*** Opening of Text under study ***
5 Historic Days out in Newbury, Abingdon & Didcot

Take a look at some of our favourite ways to spend a day and learn a little history at the same time...

Highclere Castle, Newbury.

Just outside Newbury stands Highclere Castle which is a familiar site for those who are fans of Downton Abbey as this is the location for the series. We know many of our clients are fans so a trip out to Highclere could be a fantastic tonic!

The estate dates as far back as 749, but the castle we see today was designed by Sir Charles Barry, who designed the Houses of Parliament.

Highclere played its part in both the first and the second world wars, being converted to a hospital and then a home for evacuated children respectively.

And Highclere also famously has links with Tutankhamun as it was the home of the 5th. Earl of Carnarvon who financed the discovery of Tutankhamun’s tomb.  Lord Carnarvon was the first to succumb to the much rumoured “Mummy’s Curse” after contracting blood poisoning after cutting a mosquito bite while shaving. Legend has it that the curse, which was thought to have affected anyone associated with disturbing the mummy, caused, all the lights at Highclere—or, according to some accounts, all the lights in Cairo—to mysteriously go out, at the time of his death. There is a great Egyptian exhibition at the castle too.

West Berkshire Museum, Newbury.

For those history buffs among us, a visit to the West Berkshire Museum in Newbury, is a great way to spend a few hours. The museum initially looks at the local landscape and geology of West Berkshire, stone age relics discovered and discussed where our town names originated from. There is also a section about the Greenham Common protests in the 1980’s. The museum regularly holds talks and workshops that are of great interest to those in the local area, such as Thatcham in old pictures or flower arranging workshops.
*** Close of Text under study ***
--- What the task requires ---
From the guide to historic days out, output the passage starting at "Highclere Castle, Newbury." and ending at "a fantastic tonic!", reproduced word for word.
*** Opening of Listed records ***
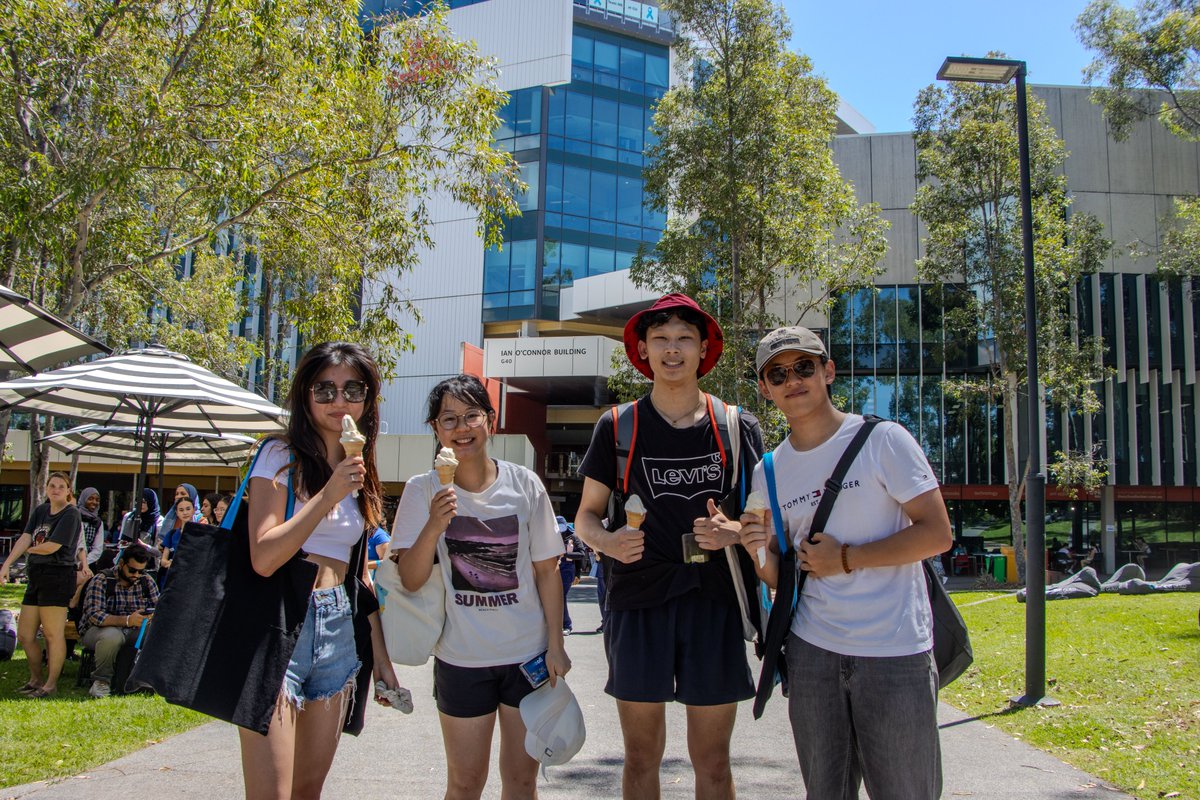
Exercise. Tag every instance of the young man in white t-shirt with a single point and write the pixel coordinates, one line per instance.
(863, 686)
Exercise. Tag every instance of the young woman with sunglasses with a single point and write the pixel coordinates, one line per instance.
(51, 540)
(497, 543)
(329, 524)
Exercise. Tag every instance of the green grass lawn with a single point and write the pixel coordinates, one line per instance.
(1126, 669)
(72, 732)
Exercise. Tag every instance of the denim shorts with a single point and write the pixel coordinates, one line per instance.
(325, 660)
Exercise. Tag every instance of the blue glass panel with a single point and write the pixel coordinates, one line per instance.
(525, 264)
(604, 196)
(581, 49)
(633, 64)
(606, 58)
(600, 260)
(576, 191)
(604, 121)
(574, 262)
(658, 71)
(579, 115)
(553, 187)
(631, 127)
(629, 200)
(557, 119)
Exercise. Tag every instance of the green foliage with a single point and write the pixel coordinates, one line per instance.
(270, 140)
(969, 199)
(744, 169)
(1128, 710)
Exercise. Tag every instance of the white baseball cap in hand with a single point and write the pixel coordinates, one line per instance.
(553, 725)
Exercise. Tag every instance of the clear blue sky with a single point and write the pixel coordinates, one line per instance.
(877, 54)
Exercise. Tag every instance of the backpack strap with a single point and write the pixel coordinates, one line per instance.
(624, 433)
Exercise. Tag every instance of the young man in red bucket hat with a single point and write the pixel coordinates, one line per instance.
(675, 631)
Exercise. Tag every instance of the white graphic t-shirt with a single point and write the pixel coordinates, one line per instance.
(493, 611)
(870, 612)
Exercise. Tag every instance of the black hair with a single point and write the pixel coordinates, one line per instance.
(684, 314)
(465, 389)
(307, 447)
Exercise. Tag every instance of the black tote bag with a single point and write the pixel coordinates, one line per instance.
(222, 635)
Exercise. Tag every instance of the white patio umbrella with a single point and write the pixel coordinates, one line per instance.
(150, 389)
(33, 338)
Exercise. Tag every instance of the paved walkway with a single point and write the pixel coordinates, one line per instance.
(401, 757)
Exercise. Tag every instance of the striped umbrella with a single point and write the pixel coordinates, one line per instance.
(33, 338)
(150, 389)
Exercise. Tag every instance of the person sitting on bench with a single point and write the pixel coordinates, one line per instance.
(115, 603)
*** Close of Listed records ***
--- Your response ---
Highclere Castle, Newbury.

Just outside Newbury stands Highclere Castle which is a familiar site for those who are fans of Downton Abbey as this is the location for the series. We know many of our clients are fans so a trip out to Highclere could be a fantastic tonic!